BEGIN
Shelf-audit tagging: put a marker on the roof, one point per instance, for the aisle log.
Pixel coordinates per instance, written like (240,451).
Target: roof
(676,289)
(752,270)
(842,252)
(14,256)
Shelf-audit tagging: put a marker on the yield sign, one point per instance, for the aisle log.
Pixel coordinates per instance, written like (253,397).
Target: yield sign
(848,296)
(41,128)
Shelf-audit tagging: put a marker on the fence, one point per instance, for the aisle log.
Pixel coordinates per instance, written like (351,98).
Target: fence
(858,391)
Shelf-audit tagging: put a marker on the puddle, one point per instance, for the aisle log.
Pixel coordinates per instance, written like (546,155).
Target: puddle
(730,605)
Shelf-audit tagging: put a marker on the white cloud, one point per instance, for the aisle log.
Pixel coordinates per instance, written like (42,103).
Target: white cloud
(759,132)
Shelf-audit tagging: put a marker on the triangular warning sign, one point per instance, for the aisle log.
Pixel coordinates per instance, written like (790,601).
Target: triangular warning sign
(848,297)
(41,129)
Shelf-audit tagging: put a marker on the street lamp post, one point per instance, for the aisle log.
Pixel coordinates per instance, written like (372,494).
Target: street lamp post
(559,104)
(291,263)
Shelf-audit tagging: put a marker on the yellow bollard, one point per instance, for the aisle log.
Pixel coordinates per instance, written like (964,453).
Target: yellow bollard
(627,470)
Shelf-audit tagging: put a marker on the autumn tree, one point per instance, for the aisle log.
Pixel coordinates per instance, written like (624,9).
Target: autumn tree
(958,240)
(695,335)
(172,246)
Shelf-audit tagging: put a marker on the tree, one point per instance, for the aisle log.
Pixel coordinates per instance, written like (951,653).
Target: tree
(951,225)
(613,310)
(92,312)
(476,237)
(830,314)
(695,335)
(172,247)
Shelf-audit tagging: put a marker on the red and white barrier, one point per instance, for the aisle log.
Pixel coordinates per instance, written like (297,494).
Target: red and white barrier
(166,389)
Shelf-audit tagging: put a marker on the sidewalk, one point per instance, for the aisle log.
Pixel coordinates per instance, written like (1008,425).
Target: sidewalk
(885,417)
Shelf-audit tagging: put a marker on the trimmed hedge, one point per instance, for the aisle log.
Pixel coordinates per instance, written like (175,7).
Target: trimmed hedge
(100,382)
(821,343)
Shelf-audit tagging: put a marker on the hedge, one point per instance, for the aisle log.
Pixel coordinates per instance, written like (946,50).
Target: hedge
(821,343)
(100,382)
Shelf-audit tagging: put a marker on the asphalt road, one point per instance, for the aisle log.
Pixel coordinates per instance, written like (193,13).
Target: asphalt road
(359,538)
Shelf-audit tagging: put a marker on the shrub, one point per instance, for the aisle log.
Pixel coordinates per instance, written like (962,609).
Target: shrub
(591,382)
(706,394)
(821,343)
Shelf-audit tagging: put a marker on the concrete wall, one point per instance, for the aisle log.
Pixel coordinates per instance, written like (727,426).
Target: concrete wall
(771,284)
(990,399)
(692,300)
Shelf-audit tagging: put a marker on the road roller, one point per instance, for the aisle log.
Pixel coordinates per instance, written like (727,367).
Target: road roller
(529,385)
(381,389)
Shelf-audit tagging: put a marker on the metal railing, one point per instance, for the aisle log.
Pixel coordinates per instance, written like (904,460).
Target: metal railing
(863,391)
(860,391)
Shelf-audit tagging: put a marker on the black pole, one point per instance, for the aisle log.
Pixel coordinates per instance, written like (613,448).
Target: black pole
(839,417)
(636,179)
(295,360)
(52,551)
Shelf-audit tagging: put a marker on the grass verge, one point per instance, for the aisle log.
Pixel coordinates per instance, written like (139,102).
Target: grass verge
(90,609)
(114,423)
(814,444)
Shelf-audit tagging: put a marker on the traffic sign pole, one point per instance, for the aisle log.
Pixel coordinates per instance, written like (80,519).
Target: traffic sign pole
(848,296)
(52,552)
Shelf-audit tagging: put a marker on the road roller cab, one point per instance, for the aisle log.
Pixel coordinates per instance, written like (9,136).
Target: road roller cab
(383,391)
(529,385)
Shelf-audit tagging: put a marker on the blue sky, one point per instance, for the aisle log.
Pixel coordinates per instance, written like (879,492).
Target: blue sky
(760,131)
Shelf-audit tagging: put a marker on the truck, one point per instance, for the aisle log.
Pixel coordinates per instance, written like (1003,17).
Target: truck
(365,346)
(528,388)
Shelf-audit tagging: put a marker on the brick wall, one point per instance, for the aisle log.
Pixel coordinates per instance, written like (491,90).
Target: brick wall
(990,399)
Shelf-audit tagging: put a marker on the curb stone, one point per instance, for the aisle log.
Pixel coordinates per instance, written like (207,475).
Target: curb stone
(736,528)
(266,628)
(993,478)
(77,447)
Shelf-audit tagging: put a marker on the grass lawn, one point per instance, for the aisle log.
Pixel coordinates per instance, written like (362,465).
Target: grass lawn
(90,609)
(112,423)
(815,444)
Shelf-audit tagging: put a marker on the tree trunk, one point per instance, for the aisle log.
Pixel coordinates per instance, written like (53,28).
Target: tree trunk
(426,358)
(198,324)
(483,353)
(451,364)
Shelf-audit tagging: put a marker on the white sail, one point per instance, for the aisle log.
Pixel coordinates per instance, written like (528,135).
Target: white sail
END
Make an exact copy of every line in the data.

Shelf-audit tagging: put a marker on the roof, one point per instance, for the aisle log.
Pixel coordinates per instance, written like (240,451).
Target: roof
(676,289)
(752,270)
(842,252)
(14,256)
Shelf-audit tagging: put a marker on the yield sign, one point per instance, for the aisle log.
Pixel coordinates per instance, written like (253,397).
Target: yield sign
(848,296)
(41,128)
Shelf-audit tagging: put a marker on the fence, one point per instance, for the aisle log.
Pixel coordinates per instance, written like (351,98).
Target: fence
(858,391)
Shelf-audit tagging: put a marker on the puddle, one point per instance, for the aisle log.
Pixel coordinates per instance, written like (546,155).
Target: puddle
(730,605)
Shelf-audit tagging: put a marker on the white cloud, one point per instance, for the aisle log.
Pixel coordinates per instance, written like (42,103).
Target: white cloud
(759,132)
Shelf-audit tagging: put a marker on the triangular warning sign, one point per instance, for the aisle log.
Pixel coordinates per instance, written like (790,601).
Target: triangular warning sign
(848,297)
(41,129)
Shelf-audit tagging: put a marker on the street lamp post, one point per instance, for the aisle log.
Pixel coordinates per instance, written like (372,494).
Target: street lamp post
(559,104)
(291,263)
Shelf-audit tagging: put a marker on the yellow bollard, one point per instance, for the aisle log.
Pixel coordinates per instance, written like (964,453).
Target: yellow bollard
(627,470)
Shelf-audit tagging: put a marker on the autumn tree, one point per instance, for the aisle log.
Pixel coordinates per instance, written like (624,9).
Target: autumn tree
(958,240)
(695,335)
(172,246)
Shelf-audit tagging: put a marker on the tree, one point per instance, for the aisle log.
Pixel coordinates per instance, written like (951,653).
Target: tree
(951,225)
(613,310)
(92,312)
(476,237)
(830,314)
(695,335)
(172,247)
Shelf-audit tagging: put a marker on the red and white barrier, one point per instance, for the aisle log.
Pixel coordinates per instance, written like (297,494).
Target: red and white barrier
(166,389)
Shelf-audit tagging: put a marker on the sidewalk, one point per instance, for the aisle log.
Pixel coordinates per instance, written like (1008,425).
Target: sidewalk
(885,417)
Shelf-audit tagging: put a marker on the trimmed hedge, one point per instance, for the aisle log.
Pixel coordinates per instance, written like (175,7).
Target: trimmed hedge
(100,382)
(821,343)
Shelf-audit tagging: put a marker on the hedge, one point per instance, for the aisle log.
Pixel coordinates per instance, written like (946,50).
Target: hedge
(821,343)
(100,382)
Shelf-audit tagging: put a marker on the asphalt road, one point per instance, for the aisle log.
Pixel coordinates per instance, written like (193,13).
Target: asphalt road
(359,538)
Shelf-audit tagging: put a marker on the shrub, one point per instance, for the aisle log.
Pixel coordinates per instance, written like (962,609).
Target: shrub
(591,382)
(706,394)
(821,343)
Shelf-audit tagging: put a marker on the concrete wall, one point per instance, for the aisle log.
Pixel coordinates per instance, written like (727,426).
Target: concrete wall
(771,284)
(990,399)
(692,300)
Shelf-audit tagging: put a marker on the road roller, one point per instance, for the aisle log.
Pixel coordinates per instance, written like (727,367).
Target: road roller
(529,385)
(381,389)
Shelf-audit tagging: put a marker on the metal railing, one point per instance, for the aisle log.
Pixel coordinates per instance, written like (904,460).
Target: metal railing
(863,391)
(860,391)
Shelf-audit tagging: put a marker on the black pole, one point per instance, for the aisle log.
Pixel coordinates per instance, written like (613,448).
Target: black pole
(839,417)
(636,179)
(295,360)
(52,551)
Shelf-audit tagging: put a marker on the grass verge, one point per instance, for the aisle log.
Pixel coordinates per instance, written like (139,102).
Target: grass verge
(90,609)
(114,423)
(814,444)
Shelf-audit tagging: put a marker on the traffic sign pole, one point per instance, for the aisle log.
Pixel coordinates per instance, written like (80,519).
Target: traffic sign pole
(848,296)
(52,552)
Shelf-audit tagging: put a marker on the road roller cab, one point per instance, for the aisle log.
Pixel coordinates per instance, written like (9,136).
Target: road roller cab
(383,391)
(529,385)
Shelf-audit tagging: put a marker on the blue sky, one point per instance, for the aisle log.
Pixel coordinates per instance, written like (879,492).
Target: blue sky
(760,131)
Shelf-audit tagging: put a marker on the truck, one point per instance, for the aisle log.
Pixel coordinates per instance, written like (1003,17).
Target: truck
(365,346)
(528,388)
Shelf-audit tagging: put a marker on the brick wall, one point per instance, for the aisle log.
Pixel coordinates per instance, written like (491,90).
Target: brick wall
(990,399)
Shelf-audit tagging: put a marker on the curb stone, one point per instance, for the aisle log.
Pixel coordinates per instance, written like (207,475).
Target: curb stone
(736,528)
(266,628)
(993,478)
(77,447)
Shelf-audit tagging: put a marker on the grass lawn, one point per instance, for the aisle log.
Pixel coordinates per instance, written like (362,465).
Target: grass lawn
(90,609)
(112,423)
(815,444)
Shelf-audit tagging: put a marker on the tree trunk, one point per instance, for the aisle log.
Pixel coordinates per instance, written like (53,28).
Target: tree trunk
(426,358)
(198,324)
(483,353)
(451,364)
Shelf-audit tagging: put a marker on the white sail, one point per instance, for the aisle log.
Pixel coordinates per instance, written like (528,135).
Target: white sail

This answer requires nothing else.